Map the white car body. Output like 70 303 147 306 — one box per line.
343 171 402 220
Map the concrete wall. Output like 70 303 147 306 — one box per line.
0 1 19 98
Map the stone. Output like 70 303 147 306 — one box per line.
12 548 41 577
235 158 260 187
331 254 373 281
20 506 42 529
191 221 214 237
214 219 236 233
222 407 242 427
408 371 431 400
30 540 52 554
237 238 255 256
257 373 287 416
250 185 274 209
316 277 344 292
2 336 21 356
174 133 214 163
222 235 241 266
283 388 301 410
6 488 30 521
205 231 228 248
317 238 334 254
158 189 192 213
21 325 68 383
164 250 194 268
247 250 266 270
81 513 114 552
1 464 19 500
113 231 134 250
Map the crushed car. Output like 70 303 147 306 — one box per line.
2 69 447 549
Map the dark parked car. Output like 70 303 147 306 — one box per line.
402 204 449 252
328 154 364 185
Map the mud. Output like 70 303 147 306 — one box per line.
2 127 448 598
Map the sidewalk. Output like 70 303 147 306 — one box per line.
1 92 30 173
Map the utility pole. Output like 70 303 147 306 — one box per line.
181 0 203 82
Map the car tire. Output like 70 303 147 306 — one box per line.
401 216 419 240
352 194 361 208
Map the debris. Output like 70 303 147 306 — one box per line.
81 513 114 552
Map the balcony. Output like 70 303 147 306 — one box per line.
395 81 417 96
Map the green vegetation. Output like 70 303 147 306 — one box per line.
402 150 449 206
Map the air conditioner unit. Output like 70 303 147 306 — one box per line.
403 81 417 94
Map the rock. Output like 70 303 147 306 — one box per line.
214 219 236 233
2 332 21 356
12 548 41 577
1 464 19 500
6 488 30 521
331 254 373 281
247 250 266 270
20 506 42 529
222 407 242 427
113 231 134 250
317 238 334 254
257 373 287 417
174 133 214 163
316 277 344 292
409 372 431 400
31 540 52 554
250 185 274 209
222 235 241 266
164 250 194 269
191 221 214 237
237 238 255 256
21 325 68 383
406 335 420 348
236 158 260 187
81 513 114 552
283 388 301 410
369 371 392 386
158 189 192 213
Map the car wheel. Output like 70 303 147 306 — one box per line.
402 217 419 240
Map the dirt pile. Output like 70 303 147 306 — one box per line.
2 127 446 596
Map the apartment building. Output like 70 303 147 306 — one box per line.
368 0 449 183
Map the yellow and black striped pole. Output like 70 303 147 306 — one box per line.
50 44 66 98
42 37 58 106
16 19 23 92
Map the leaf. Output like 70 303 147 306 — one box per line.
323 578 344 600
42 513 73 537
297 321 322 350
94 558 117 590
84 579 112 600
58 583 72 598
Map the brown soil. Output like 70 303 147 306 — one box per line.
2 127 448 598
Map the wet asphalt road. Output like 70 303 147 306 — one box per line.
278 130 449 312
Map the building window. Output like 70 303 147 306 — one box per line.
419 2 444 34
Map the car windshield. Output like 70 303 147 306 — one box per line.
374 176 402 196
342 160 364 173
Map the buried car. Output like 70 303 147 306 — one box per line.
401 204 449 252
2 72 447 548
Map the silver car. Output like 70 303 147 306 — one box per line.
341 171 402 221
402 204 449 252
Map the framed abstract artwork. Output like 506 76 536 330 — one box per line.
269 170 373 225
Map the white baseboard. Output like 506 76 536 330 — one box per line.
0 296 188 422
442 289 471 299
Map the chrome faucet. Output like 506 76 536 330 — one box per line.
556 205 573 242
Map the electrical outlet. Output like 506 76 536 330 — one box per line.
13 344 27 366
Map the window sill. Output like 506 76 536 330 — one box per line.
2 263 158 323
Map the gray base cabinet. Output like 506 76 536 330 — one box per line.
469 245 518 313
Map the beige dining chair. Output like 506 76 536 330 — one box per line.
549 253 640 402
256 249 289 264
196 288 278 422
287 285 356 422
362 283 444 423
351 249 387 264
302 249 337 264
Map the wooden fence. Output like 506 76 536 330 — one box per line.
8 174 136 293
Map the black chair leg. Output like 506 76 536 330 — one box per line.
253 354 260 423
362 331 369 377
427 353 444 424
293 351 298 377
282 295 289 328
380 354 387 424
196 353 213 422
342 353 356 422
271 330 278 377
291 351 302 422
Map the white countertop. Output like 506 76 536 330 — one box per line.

-------------------------

## WHAT TO DO
Copy the material above between the lines holding "Map the debris." and "403 81 417 94", inclusive, keeping every request and its sample format unchanged. Multiply each box coordinate in the answers by 0.55 and round it to a whole number, rounding halves up.

## COMPLETE RESPONSE
Map the debris. Output like 70 303 147 306 — one box per line.
45 282 63 304
Map the balcony. Output like 70 303 147 306 — one box per line.
217 45 229 53
Map the green vegetation. Output like 70 303 147 306 — one box per line.
221 83 247 113
Map the air conditioner unit. Output like 70 303 147 306 — one box per line.
222 45 229 52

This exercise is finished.